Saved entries
= = = = =

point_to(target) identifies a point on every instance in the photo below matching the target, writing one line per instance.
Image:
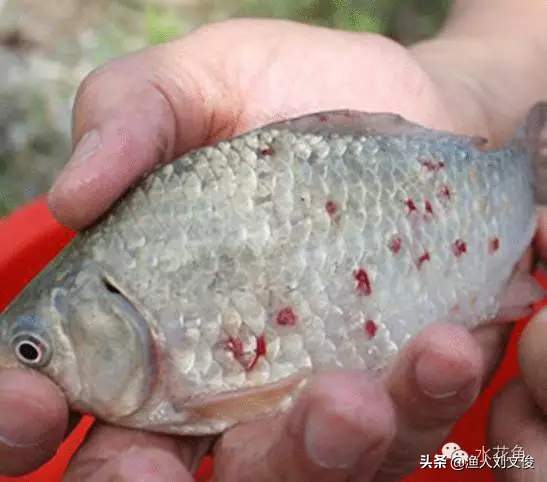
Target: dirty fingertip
(33, 421)
(345, 419)
(104, 164)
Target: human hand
(518, 413)
(153, 106)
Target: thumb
(130, 115)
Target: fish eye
(110, 286)
(31, 350)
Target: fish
(219, 284)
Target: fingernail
(331, 441)
(86, 147)
(439, 377)
(14, 428)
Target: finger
(433, 382)
(533, 358)
(517, 422)
(341, 424)
(33, 421)
(113, 453)
(129, 116)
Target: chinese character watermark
(498, 457)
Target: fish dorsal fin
(352, 122)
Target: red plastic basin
(30, 237)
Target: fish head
(75, 326)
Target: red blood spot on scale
(371, 328)
(261, 346)
(431, 166)
(459, 247)
(235, 345)
(363, 282)
(286, 317)
(266, 151)
(259, 351)
(395, 244)
(444, 192)
(410, 205)
(422, 259)
(331, 208)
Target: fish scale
(214, 289)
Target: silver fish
(214, 289)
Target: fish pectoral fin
(520, 294)
(243, 405)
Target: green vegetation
(35, 117)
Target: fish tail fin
(534, 134)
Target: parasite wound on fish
(422, 259)
(371, 328)
(443, 192)
(459, 247)
(266, 150)
(430, 165)
(410, 206)
(364, 286)
(31, 349)
(395, 243)
(331, 208)
(286, 317)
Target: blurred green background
(47, 48)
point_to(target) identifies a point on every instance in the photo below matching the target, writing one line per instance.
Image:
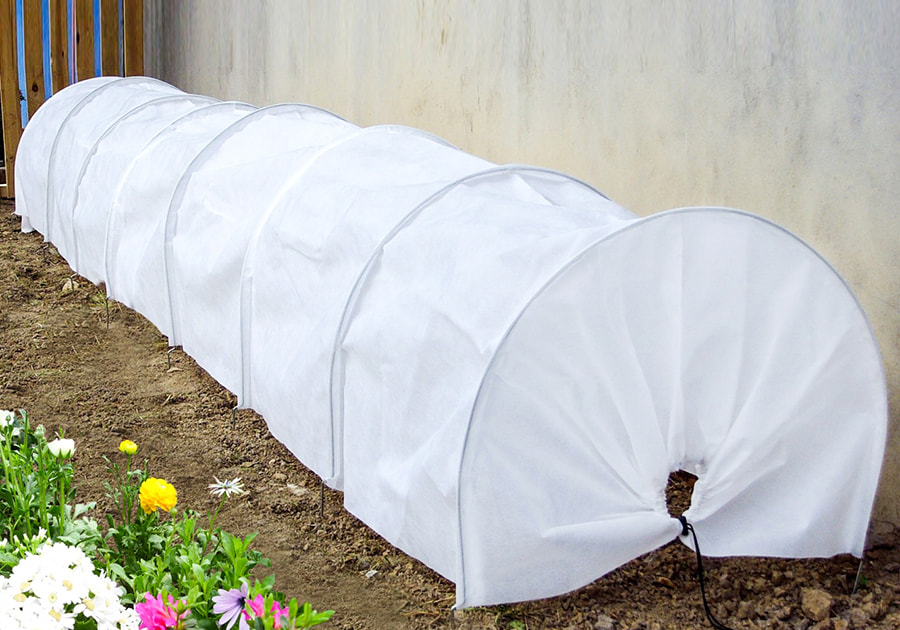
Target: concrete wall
(786, 109)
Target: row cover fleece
(499, 366)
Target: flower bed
(150, 567)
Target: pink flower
(279, 612)
(257, 606)
(156, 614)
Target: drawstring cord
(687, 528)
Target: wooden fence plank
(59, 44)
(34, 56)
(133, 12)
(109, 36)
(84, 39)
(9, 94)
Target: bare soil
(102, 383)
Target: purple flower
(230, 604)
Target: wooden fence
(69, 33)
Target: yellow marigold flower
(157, 494)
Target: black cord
(685, 529)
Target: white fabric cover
(499, 365)
(135, 234)
(35, 145)
(302, 265)
(78, 132)
(214, 212)
(107, 161)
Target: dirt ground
(60, 361)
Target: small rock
(816, 604)
(745, 610)
(68, 286)
(858, 618)
(297, 490)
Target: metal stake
(858, 575)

= = = = =

**WORK TASK**
Look above for the line containing "Target: silver fish"; output that line and all lines after it through the last one exactly, without the pictures.

**EXERCISE RESPONSE**
Target: silver fish
(214, 289)
Target: fish pectoral fin
(520, 294)
(243, 405)
Target: green vegetation
(35, 117)
Target: fish tail fin
(534, 134)
Target: parasite wound on fish
(422, 259)
(371, 328)
(443, 192)
(459, 247)
(266, 150)
(430, 165)
(410, 206)
(364, 286)
(31, 349)
(395, 243)
(331, 208)
(286, 317)
Target: blurred green background
(47, 48)
point_to(target) identifies a point on every instance in the photo below matching the target, writing one line per instance.
Image:
Target: concrete wall
(786, 109)
Target: row cover fleece
(499, 366)
Target: flower bed
(150, 567)
Target: pink flower
(279, 612)
(257, 606)
(156, 614)
Target: drawstring cord
(687, 528)
Target: wooden fence plank
(59, 44)
(34, 56)
(133, 12)
(109, 36)
(84, 39)
(9, 94)
Target: bare soil
(102, 383)
Target: purple flower
(230, 604)
Target: wooden fence
(69, 33)
Target: yellow marigold flower
(157, 494)
Target: black cord
(685, 529)
Target: white fabric cover
(499, 365)
(135, 234)
(35, 145)
(302, 265)
(78, 132)
(214, 212)
(107, 161)
Target: dirt ground
(60, 361)
Target: small rock
(816, 604)
(745, 610)
(68, 286)
(858, 618)
(297, 490)
Target: metal stake
(858, 575)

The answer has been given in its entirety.